▶ [MATERIAL TO PROCESS]
* * * * *

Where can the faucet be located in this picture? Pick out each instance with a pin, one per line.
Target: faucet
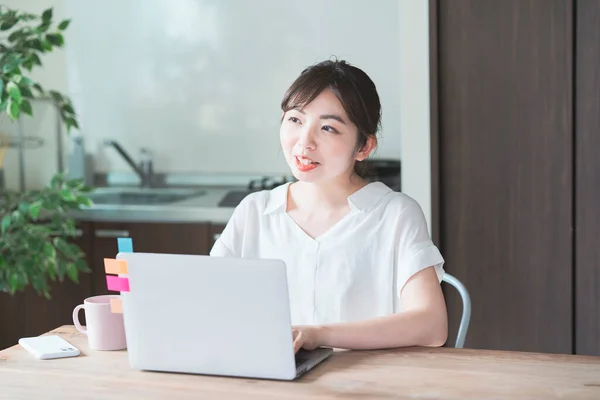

* * * * *

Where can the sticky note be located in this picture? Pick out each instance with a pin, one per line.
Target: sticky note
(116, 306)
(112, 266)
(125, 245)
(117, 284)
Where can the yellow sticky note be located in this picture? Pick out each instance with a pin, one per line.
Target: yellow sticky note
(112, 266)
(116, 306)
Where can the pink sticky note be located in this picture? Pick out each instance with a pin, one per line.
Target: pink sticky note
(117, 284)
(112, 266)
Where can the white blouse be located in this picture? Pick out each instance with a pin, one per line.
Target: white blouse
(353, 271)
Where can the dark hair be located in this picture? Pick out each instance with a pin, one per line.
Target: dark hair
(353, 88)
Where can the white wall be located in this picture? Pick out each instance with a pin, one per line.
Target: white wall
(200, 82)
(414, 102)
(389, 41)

* * * * *

How many lines of the records above contain the word "faucet"? Reply with the number alone.

▶ [SOLUTION TO THE EXERCISE]
2